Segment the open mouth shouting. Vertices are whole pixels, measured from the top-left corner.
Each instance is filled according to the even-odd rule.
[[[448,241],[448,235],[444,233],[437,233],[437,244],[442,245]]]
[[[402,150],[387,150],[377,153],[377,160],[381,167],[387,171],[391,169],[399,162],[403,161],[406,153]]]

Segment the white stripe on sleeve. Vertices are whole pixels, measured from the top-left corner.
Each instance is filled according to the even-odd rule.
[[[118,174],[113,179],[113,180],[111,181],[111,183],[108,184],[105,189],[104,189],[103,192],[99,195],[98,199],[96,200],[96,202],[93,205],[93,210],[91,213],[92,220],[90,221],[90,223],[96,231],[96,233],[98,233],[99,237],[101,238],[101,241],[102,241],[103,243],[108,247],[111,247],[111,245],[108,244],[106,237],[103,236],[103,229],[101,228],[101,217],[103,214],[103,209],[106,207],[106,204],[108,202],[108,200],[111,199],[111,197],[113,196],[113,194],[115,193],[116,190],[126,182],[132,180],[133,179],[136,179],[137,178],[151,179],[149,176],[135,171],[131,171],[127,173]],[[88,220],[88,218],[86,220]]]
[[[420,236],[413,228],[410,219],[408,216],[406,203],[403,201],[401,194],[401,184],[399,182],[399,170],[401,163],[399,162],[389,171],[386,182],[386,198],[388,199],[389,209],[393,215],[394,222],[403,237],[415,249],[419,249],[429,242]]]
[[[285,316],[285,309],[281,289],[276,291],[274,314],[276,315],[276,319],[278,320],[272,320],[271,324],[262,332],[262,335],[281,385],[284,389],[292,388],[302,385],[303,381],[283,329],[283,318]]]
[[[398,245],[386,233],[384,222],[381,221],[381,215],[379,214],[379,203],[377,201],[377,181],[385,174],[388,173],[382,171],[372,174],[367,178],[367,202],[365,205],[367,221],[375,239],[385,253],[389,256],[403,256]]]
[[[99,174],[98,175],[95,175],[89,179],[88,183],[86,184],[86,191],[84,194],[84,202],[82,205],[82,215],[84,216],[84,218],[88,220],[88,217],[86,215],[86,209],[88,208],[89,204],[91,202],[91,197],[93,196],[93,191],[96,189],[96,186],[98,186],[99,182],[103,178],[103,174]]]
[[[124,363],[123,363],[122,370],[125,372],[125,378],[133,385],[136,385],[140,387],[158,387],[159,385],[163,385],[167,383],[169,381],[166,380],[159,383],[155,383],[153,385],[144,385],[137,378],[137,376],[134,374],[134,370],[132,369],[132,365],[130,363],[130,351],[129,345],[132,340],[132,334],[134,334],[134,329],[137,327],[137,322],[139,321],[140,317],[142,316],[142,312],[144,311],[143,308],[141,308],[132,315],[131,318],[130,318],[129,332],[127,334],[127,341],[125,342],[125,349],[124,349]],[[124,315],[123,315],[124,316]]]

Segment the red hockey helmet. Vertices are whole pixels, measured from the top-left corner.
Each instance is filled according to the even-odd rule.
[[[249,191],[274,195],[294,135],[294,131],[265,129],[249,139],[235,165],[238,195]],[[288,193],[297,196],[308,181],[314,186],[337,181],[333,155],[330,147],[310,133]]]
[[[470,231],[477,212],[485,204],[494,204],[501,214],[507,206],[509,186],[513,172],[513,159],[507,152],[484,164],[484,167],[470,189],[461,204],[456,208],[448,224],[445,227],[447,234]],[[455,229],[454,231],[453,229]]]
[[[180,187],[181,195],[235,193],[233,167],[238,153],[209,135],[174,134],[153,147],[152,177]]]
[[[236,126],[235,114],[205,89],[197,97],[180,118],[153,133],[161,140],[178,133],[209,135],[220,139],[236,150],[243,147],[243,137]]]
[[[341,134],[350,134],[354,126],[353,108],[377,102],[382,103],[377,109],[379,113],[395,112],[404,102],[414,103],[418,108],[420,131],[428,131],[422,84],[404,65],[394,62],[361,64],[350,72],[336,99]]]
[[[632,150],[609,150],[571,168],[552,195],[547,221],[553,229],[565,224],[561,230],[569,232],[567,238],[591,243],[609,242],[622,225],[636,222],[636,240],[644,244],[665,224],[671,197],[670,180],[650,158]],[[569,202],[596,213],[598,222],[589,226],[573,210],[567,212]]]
★ ★ ★ ★ ★
▶ [Objective]: Identify every line in the data above that contains the word "measured", and copy each of those lines in full. Matching is case-sensitive.

▶ [Task answer]:
Segment the open mouth shouting. Vertices are whole pixels, measured from the top-left corner.
Segment the white stripe on sleeve. Vertices are whole pixels, measured from the top-left corner.
Segment the red hockey helmet. Vertices are whole pixels, measured from the top-left corner.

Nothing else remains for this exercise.